### Selected extract
==================================================

Beaches and parks are packed. The lockdown is fraying at the edges with mixed messages coming from Westminster. Yet still the nation is fixated on whether fans will gather outside stadiums when top-flight football returns in 13 days’ time.
It has been a recurring theme during the sport’s three-month hiatus and was discussed again at the Premier League meeting on Thursday. The assumption is that supporters will be drawn to grounds by some sort of Pavlovian response, regardless of any threat to their own health or that of their families. This reflects a deep-seated disdain for fans.
Fanaticism has its limits. Much of the concern has been targeted at Liverpool supporters. Jurgen Klopp’s team are on the verge of bringing the title to Anfield for the first time in 30 years and the implication is that Kopites will be unable to resist the temptation to gather to celebrate.
Even the city’s mayor, Joe Anderson, suggested that Liverpool fans might turn up in their thousands when the team seals the Premier League. Anderson should know better.
The impact of the Champions League match against Atletico Madrid on 11 March has been profound. Almost 3,000 Atletico fans were allowed to come to Anfield at a time when the Spanish capital was one of the epicentres of the Coronavirus emergency. Two weeks after Atletico’s visit, Merseyside experienced a surge of Covid-19 deaths which peaked almost a month after the game. This is the most direct link between football and the virus in the UK. It is unimaginable that supporters who were placed in danger by the decision to go ahead with the match would willingly put themselves at risk again.

==================================================

### Provided data
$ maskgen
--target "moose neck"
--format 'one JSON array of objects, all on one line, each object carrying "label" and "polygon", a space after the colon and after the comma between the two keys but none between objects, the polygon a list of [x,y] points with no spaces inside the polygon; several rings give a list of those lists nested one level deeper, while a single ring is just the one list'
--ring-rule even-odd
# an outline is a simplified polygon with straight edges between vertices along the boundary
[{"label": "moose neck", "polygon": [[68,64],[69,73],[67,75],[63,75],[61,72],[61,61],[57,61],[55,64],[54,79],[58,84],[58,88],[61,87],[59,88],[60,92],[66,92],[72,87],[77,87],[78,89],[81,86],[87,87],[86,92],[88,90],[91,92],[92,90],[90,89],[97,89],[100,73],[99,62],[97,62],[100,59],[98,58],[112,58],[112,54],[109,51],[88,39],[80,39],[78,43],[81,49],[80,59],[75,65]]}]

==================================================

### Exercise goal
Copy out the opening piece about football fans and the lockdown, word for word and in full.

### Problem solution
Beaches and parks are packed. The lockdown is fraying at the edges with mixed messages coming from Westminster. Yet still the nation is fixated on whether fans will gather outside stadiums when top-flight football returns in 13 days’ time.
It has been a recurring theme during the sport’s three-month hiatus and was discussed again at the Premier League meeting on Thursday. The assumption is that supporters will be drawn to grounds by some sort of Pavlovian response, regardless of any threat to their own health or that of their families. This reflects a deep-seated disdain for fans.
Fanaticism has its limits. Much of the concern has been targeted at Liverpool supporters. Jurgen Klopp’s team are on the verge of bringing the title to Anfield for the first time in 30 years and the implication is that Kopites will be unable to resist the temptation to gather to celebrate.
Even the city’s mayor, Joe Anderson, suggested that Liverpool fans might turn up in their thousands when the team seals the Premier League. Anderson should know better.
The impact of the Champions League match against Atletico Madrid on 11 March has been profound. Almost 3,000 Atletico fans were allowed to come to Anfield at a time when the Spanish capital was one of the epicentres of the Coronavirus emergency. Two weeks after Atletico’s visit, Merseyside experienced a surge of Covid-19 deaths which peaked almost a month after the game. This is the most direct link between football and the virus in the UK. It is unimaginable that supporters who were placed in danger by the decision to go ahead with the match would willingly put themselves at risk again.